Texto citado ▸
No caso a questão que importa decidir é a de saber se se verifica, ou não, condição de procedibilidade da ação, a saber, a comunicação ao réu da sua integração no PERSI e da subsequente extinção daquele procedimento e, na afirmativa, se o tribunal de segunda instância deve conhecer do pedido.

II.3.
FACTOS
II.3.1.
Factos provados
O tribunal de primeira instância julgou provada a seguinte factualidade:
«1. Pelo acordo n.º (…), celebrado em 2019/09/27, o Autor emprestou ao Réu a quantia de 10.960,80 euros.
2. O valor referido em 1 deveria ser amortizado em 80 prestações mensais e sucessivas correspondentes a capital e juros, nos termos constantes do acordo.

3. A taxa de juro aplicável é de 7.5%.

4. O Réu não efetuou o pagamento da prestação que se venceu em 2021/08/05.

5. O não pagamento da prestação na data estipulada provocou o vencimento total da dívida e termo do acordo.

6. Perante o incumprimento do Réu, o mesmo foi incluído no procedimento extrajudicial de regularização de situações incumprimento (PERSI), tendo enviado carta para a morada constante do acordo.

7. O procedimento foi extinto, tendo sido comunicado por carta enviada para a morada constante do acordo.

8. Até à data não entregou o Réu o valor devido de € 9.173,82».

II.3.2.
Factos não provados
O tribunal de primeira instância julgou que não se provou que as missivas para integração do Réu no PERSI e sua extinção foram recebidas pelo Réu.

II.4.
Apreciação do objeto do recurso
Na sentença sob recurso o julgador a quo absolveu o réu da instância por ter considerado que se verifica uma «inexigibilidade» do crédito por falta de demonstração da observância pela autora das formalidades legais previstas no Decreto-Lei n.º 227/2012, de 25 de outubro, concretamente por não estar demonstrado que o réu recebeu as missivas para a (sua) integração no PERSI, bem como a relativa à extinção daquele procedimento.

Instrução 1 ▸ Acrescente 35 a cada coordenada das caixas nas respostas e reescreva todas as linhas das entradas, com os pedidos incluídos. Deixe as imagens de fora.
O texto e as entradas não têm relação entre si.

Dados a processar ▸
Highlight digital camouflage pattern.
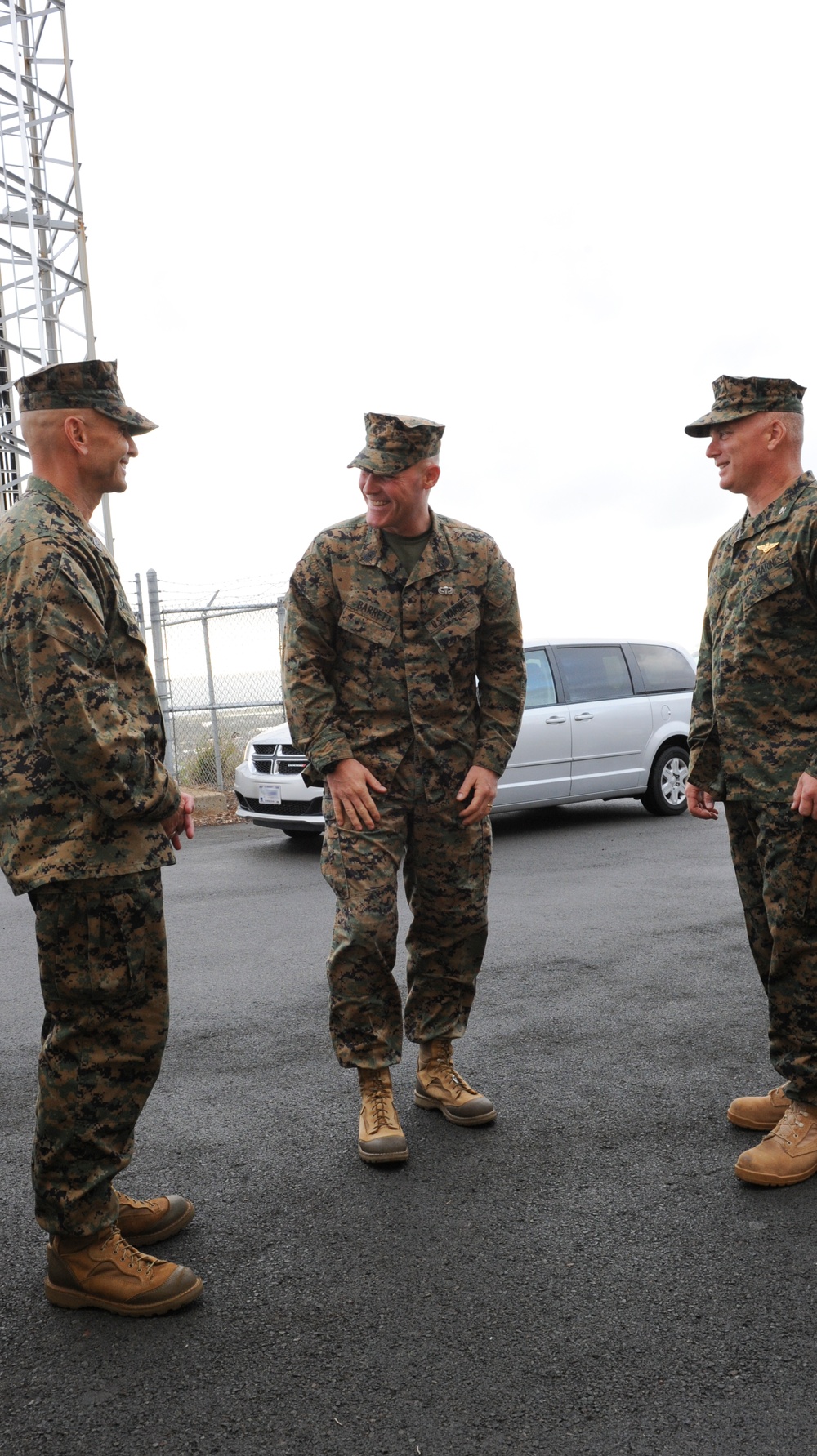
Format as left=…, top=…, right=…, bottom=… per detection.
left=15, top=359, right=156, bottom=435
left=725, top=799, right=817, bottom=1104
left=685, top=374, right=806, bottom=439
left=348, top=415, right=445, bottom=474
left=284, top=513, right=525, bottom=801
left=320, top=753, right=491, bottom=1067
left=689, top=470, right=817, bottom=802
left=0, top=479, right=181, bottom=894
left=30, top=869, right=167, bottom=1236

Instrução 2 ▸ Repita fielmente o trecho do texto sobre o PERSI que começa em "Factos provados" e termina em "de 10.960,80 euros.".

Resultado 1 ▸
Highlight digital camouflage pattern.
Format as left=…, top=…, right=…, bottom=… per detection.
left=50, top=394, right=191, bottom=470
left=760, top=834, right=852, bottom=1139
left=720, top=409, right=841, bottom=474
left=383, top=450, right=480, bottom=509
left=319, top=548, right=560, bottom=836
left=355, top=788, right=526, bottom=1102
left=724, top=505, right=852, bottom=837
left=35, top=514, right=216, bottom=929
left=65, top=904, right=202, bottom=1271

Resultado 2 ▸
Factos provados
O tribunal de primeira instância julgou provada a seguinte factualidade:
«1. Pelo acordo n.º (…), celebrado em 2019/09/27, o Autor emprestou ao Réu a quantia de 10.960,80 euros.